(Material for the task)

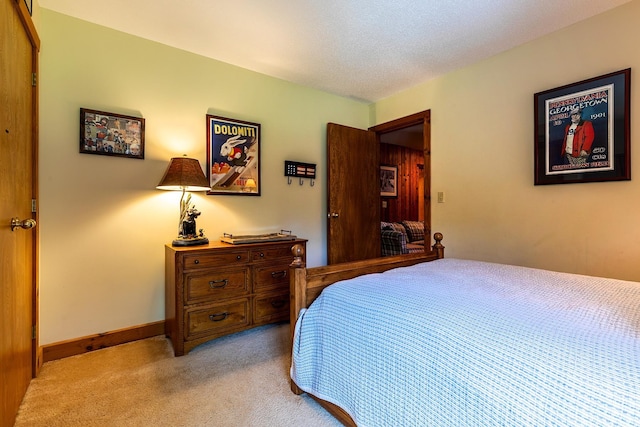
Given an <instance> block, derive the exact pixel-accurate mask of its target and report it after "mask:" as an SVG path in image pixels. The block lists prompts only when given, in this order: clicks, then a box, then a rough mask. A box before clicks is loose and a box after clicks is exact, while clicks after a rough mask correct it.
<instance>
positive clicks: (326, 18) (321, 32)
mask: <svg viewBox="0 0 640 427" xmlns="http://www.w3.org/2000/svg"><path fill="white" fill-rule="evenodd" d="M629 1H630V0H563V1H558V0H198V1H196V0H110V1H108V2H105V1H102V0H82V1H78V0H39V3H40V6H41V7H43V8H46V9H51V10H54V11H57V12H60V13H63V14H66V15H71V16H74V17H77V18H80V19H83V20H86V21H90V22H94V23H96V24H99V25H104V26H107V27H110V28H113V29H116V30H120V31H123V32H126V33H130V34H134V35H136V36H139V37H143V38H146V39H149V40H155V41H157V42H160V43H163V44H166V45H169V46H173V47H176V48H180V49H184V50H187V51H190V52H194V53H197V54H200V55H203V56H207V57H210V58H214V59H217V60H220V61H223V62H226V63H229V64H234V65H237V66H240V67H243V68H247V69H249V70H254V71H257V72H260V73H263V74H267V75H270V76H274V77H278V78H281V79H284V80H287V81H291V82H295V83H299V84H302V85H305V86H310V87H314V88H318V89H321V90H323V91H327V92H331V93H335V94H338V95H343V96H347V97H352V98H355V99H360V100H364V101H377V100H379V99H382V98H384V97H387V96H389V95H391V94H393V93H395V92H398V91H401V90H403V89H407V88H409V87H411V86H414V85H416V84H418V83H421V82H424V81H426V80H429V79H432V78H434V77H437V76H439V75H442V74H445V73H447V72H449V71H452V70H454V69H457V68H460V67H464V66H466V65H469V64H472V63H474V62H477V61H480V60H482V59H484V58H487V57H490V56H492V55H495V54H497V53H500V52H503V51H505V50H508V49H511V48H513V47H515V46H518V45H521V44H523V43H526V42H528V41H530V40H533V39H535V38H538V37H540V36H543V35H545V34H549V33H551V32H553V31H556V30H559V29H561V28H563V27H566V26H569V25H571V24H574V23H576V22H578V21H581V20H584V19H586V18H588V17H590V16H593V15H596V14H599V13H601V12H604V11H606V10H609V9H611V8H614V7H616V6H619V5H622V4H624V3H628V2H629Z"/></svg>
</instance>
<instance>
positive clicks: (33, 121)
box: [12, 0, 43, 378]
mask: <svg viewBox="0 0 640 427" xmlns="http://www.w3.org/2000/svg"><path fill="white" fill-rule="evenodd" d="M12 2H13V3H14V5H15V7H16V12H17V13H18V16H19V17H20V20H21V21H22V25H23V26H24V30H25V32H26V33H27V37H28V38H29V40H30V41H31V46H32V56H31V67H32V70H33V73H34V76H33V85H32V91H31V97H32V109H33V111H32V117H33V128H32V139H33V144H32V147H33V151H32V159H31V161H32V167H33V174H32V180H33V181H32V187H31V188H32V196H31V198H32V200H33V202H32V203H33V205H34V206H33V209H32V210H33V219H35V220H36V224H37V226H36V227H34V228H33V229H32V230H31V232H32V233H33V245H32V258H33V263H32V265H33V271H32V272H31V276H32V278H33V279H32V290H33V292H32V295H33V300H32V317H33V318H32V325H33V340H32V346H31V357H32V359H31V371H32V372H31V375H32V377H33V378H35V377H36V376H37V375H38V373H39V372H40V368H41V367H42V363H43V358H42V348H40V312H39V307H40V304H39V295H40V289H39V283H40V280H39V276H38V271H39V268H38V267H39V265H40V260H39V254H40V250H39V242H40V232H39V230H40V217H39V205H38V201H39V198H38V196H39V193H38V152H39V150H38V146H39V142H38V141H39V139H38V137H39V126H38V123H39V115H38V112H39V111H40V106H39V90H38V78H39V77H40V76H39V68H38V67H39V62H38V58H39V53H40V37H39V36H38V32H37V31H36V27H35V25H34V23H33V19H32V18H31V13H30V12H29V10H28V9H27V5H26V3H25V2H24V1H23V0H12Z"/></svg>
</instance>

(End Material for the task)

### Required action
Wherever "clicks" turns up in the records, copy the whole line.

### Output of the exercise
Given an <instance> block, derive the exact pixel-accurate mask of its target and report it after "mask:" as an SVG path in image pixels. The block lists prompts only when given, in this order: clicks, then a box, then a rough mask. A box before clicks is loose and a box after clicks is exact, while clicks after a rough mask correct it.
positive clicks: (326, 18) (321, 32)
positive clicks: (33, 121)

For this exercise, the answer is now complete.